## Job:
Beginning with the line in which "Exercise. Put one point on each instance of the thin" appears, transcribe each line word for word until the records end. Do not include pictures.

************

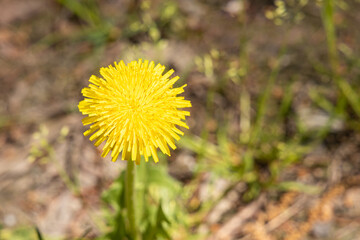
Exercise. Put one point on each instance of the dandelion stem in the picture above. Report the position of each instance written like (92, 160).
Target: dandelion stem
(130, 198)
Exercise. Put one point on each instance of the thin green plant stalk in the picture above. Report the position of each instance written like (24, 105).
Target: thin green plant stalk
(130, 198)
(328, 11)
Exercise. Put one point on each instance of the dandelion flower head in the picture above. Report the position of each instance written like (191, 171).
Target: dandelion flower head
(135, 109)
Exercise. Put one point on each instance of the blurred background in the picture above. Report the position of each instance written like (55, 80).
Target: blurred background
(273, 150)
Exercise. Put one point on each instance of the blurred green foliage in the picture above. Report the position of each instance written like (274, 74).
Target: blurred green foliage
(158, 206)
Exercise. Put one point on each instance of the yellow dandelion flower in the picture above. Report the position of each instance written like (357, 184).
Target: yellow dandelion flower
(135, 109)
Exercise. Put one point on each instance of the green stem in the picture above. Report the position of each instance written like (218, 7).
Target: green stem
(130, 197)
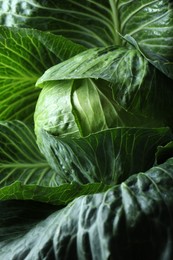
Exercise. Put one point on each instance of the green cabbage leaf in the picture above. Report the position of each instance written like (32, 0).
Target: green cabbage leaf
(117, 224)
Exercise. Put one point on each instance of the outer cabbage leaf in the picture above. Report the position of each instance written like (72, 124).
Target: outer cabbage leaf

************

## Response:
Exercise. Put one point on each instance of the thin green plant stalk in the picture above. Report the position of each instance written like (24, 105).
Target: thin green plant stalk
(130, 198)
(328, 11)
Exercise. Put one point on each instance of the dandelion flower head in the picture above. Report the position of each instance written like (191, 171).
Target: dandelion flower head
(135, 109)
Exercise. Put one point on each instance of the blurred background in the picture above. Report the position of each instance written like (55, 80).
Target: blurred background
(273, 150)
Exercise. Put one point on each instance of the blurred green foliage in the picture above. Report the position of each instance written like (274, 74).
Target: blurred green foliage
(158, 206)
Exercise. Put one point on each instance of the yellow dandelion flower in the picture above. Report the position of each instance written like (357, 184).
Target: yellow dandelion flower
(135, 109)
Exercise. Put one point on each instance of the green stem in the picture above. Report the position of each instance written like (218, 7).
Target: green stem
(130, 197)
Exercise. Put one point on each instance of the green cabbage leaf in the picture above. Report the position of each instance written like (32, 0).
Target: green cabbage leaf
(117, 224)
Exercise. Put one point on each instance of the outer cabbage leaf in the picture above. Report the position of each instance written like (72, 124).
Target: outer cabbage leaf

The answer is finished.